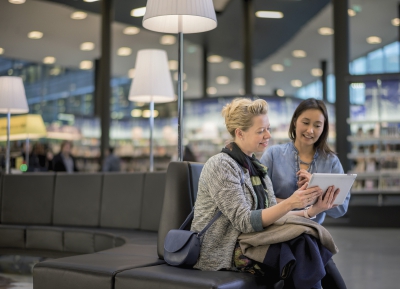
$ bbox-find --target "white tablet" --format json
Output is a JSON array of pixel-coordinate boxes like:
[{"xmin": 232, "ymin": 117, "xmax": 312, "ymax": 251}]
[{"xmin": 307, "ymin": 173, "xmax": 357, "ymax": 205}]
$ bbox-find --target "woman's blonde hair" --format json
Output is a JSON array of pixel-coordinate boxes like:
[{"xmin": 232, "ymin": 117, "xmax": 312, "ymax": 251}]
[{"xmin": 221, "ymin": 98, "xmax": 268, "ymax": 138}]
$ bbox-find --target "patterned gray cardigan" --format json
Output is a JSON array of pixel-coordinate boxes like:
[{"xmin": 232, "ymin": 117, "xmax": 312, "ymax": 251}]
[{"xmin": 191, "ymin": 153, "xmax": 276, "ymax": 271}]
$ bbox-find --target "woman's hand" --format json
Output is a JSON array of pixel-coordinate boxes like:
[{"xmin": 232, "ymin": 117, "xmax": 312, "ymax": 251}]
[
  {"xmin": 296, "ymin": 169, "xmax": 311, "ymax": 189},
  {"xmin": 307, "ymin": 186, "xmax": 340, "ymax": 217},
  {"xmin": 287, "ymin": 183, "xmax": 322, "ymax": 209}
]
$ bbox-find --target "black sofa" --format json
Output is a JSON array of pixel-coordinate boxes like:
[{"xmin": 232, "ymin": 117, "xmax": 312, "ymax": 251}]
[{"xmin": 0, "ymin": 162, "xmax": 265, "ymax": 289}]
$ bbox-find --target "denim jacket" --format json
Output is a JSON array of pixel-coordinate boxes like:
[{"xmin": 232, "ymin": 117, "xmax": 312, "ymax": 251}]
[{"xmin": 260, "ymin": 142, "xmax": 350, "ymax": 224}]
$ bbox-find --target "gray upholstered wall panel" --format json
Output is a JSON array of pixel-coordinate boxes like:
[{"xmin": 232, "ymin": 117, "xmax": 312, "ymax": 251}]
[
  {"xmin": 26, "ymin": 227, "xmax": 63, "ymax": 251},
  {"xmin": 140, "ymin": 172, "xmax": 166, "ymax": 231},
  {"xmin": 53, "ymin": 173, "xmax": 103, "ymax": 227},
  {"xmin": 100, "ymin": 173, "xmax": 144, "ymax": 229},
  {"xmin": 0, "ymin": 225, "xmax": 25, "ymax": 248},
  {"xmin": 1, "ymin": 173, "xmax": 55, "ymax": 225}
]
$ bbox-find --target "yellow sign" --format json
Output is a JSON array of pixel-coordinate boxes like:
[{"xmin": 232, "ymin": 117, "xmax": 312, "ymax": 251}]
[{"xmin": 0, "ymin": 114, "xmax": 47, "ymax": 141}]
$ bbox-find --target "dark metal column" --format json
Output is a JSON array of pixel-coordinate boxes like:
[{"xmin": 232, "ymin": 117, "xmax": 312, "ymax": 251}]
[
  {"xmin": 96, "ymin": 0, "xmax": 114, "ymax": 163},
  {"xmin": 243, "ymin": 0, "xmax": 254, "ymax": 96},
  {"xmin": 321, "ymin": 60, "xmax": 328, "ymax": 102},
  {"xmin": 333, "ymin": 0, "xmax": 350, "ymax": 172}
]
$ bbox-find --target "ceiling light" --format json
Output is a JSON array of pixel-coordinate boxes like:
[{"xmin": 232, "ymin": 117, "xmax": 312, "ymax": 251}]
[
  {"xmin": 229, "ymin": 61, "xmax": 243, "ymax": 69},
  {"xmin": 207, "ymin": 55, "xmax": 224, "ymax": 63},
  {"xmin": 271, "ymin": 64, "xmax": 285, "ymax": 71},
  {"xmin": 207, "ymin": 87, "xmax": 217, "ymax": 94},
  {"xmin": 131, "ymin": 109, "xmax": 142, "ymax": 117},
  {"xmin": 318, "ymin": 27, "xmax": 334, "ymax": 35},
  {"xmin": 311, "ymin": 68, "xmax": 324, "ymax": 77},
  {"xmin": 117, "ymin": 47, "xmax": 132, "ymax": 56},
  {"xmin": 290, "ymin": 79, "xmax": 303, "ymax": 87},
  {"xmin": 79, "ymin": 60, "xmax": 93, "ymax": 69},
  {"xmin": 28, "ymin": 31, "xmax": 43, "ymax": 39},
  {"xmin": 131, "ymin": 7, "xmax": 146, "ymax": 17},
  {"xmin": 43, "ymin": 56, "xmax": 56, "ymax": 64},
  {"xmin": 142, "ymin": 109, "xmax": 158, "ymax": 118},
  {"xmin": 8, "ymin": 0, "xmax": 25, "ymax": 4},
  {"xmin": 123, "ymin": 26, "xmax": 140, "ymax": 35},
  {"xmin": 256, "ymin": 11, "xmax": 283, "ymax": 18},
  {"xmin": 292, "ymin": 50, "xmax": 307, "ymax": 58},
  {"xmin": 215, "ymin": 76, "xmax": 229, "ymax": 84},
  {"xmin": 71, "ymin": 11, "xmax": 87, "ymax": 20},
  {"xmin": 347, "ymin": 9, "xmax": 357, "ymax": 17},
  {"xmin": 254, "ymin": 77, "xmax": 267, "ymax": 86},
  {"xmin": 391, "ymin": 18, "xmax": 400, "ymax": 26},
  {"xmin": 367, "ymin": 36, "xmax": 382, "ymax": 44},
  {"xmin": 276, "ymin": 89, "xmax": 285, "ymax": 97},
  {"xmin": 80, "ymin": 42, "xmax": 94, "ymax": 51},
  {"xmin": 168, "ymin": 60, "xmax": 178, "ymax": 70},
  {"xmin": 128, "ymin": 68, "xmax": 135, "ymax": 78},
  {"xmin": 174, "ymin": 72, "xmax": 186, "ymax": 81},
  {"xmin": 160, "ymin": 35, "xmax": 176, "ymax": 45}
]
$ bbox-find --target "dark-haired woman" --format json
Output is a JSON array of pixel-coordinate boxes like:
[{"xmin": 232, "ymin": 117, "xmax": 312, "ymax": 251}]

> **PROBLEM**:
Show every line of the listing above that contains the string "dark". Matching is case-sensitive.

> **TASK OUTPUT**:
$ bbox-find --target "dark metal column" --format json
$ bbox-find --target "dark-haired woman" --format json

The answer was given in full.